**PROVIDED DATA:**

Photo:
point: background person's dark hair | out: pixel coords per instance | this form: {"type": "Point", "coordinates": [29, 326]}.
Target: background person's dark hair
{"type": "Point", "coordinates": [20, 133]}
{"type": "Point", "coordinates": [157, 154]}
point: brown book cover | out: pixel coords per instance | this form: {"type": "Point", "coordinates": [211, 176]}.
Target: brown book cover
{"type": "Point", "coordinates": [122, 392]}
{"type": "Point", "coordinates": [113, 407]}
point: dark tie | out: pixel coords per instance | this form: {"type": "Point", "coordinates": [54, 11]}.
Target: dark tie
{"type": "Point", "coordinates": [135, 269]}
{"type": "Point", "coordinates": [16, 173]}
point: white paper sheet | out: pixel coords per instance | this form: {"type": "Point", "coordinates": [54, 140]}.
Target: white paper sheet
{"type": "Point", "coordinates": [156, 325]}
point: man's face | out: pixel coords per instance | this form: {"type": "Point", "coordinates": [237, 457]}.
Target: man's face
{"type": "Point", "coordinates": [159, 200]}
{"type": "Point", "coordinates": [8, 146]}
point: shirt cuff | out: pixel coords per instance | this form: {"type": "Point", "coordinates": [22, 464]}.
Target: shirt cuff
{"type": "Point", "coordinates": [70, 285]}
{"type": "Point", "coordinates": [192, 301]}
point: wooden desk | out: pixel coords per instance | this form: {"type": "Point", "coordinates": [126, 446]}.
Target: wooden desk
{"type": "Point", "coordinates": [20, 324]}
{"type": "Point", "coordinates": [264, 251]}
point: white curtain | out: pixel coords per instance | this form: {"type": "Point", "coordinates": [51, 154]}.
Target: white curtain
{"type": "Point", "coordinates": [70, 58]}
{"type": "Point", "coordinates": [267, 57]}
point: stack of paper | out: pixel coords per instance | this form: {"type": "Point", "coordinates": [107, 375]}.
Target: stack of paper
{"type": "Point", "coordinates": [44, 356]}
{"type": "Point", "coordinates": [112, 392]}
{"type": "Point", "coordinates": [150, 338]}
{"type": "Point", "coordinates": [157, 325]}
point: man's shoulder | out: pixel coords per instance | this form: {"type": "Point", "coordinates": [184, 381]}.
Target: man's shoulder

**WHAT YOU WILL DO:**
Write out, word for word, every line from the one containing "point: white paper" through the last line of the records above.

**OUTPUT OF THE TASK:**
point: white paper sheet | out: pixel coords per instance | this form: {"type": "Point", "coordinates": [54, 140]}.
Target: white paper sheet
{"type": "Point", "coordinates": [156, 325]}
point: man's face | out: pixel coords per instance | this form: {"type": "Point", "coordinates": [237, 457]}.
Target: man's face
{"type": "Point", "coordinates": [159, 200]}
{"type": "Point", "coordinates": [8, 146]}
point: shirt cuff | out: pixel coords per instance | this form: {"type": "Point", "coordinates": [22, 464]}.
Target: shirt cuff
{"type": "Point", "coordinates": [70, 285]}
{"type": "Point", "coordinates": [192, 301]}
point: wooden desk | out: pixel coords per instance | this form: {"type": "Point", "coordinates": [126, 446]}.
Target: wooden desk
{"type": "Point", "coordinates": [20, 324]}
{"type": "Point", "coordinates": [264, 251]}
point: white curtain | out: pixel coords per instance | this form: {"type": "Point", "coordinates": [51, 154]}.
Target: white curtain
{"type": "Point", "coordinates": [70, 58]}
{"type": "Point", "coordinates": [267, 57]}
point: stack of paper | out: pixel coords per instance | this form: {"type": "Point", "coordinates": [107, 375]}.
Target: stack of paper
{"type": "Point", "coordinates": [44, 356]}
{"type": "Point", "coordinates": [112, 392]}
{"type": "Point", "coordinates": [150, 338]}
{"type": "Point", "coordinates": [157, 325]}
point: man's shoulder | out: pixel coords per instance | this form: {"type": "Point", "coordinates": [184, 381]}.
Target: man's shoulder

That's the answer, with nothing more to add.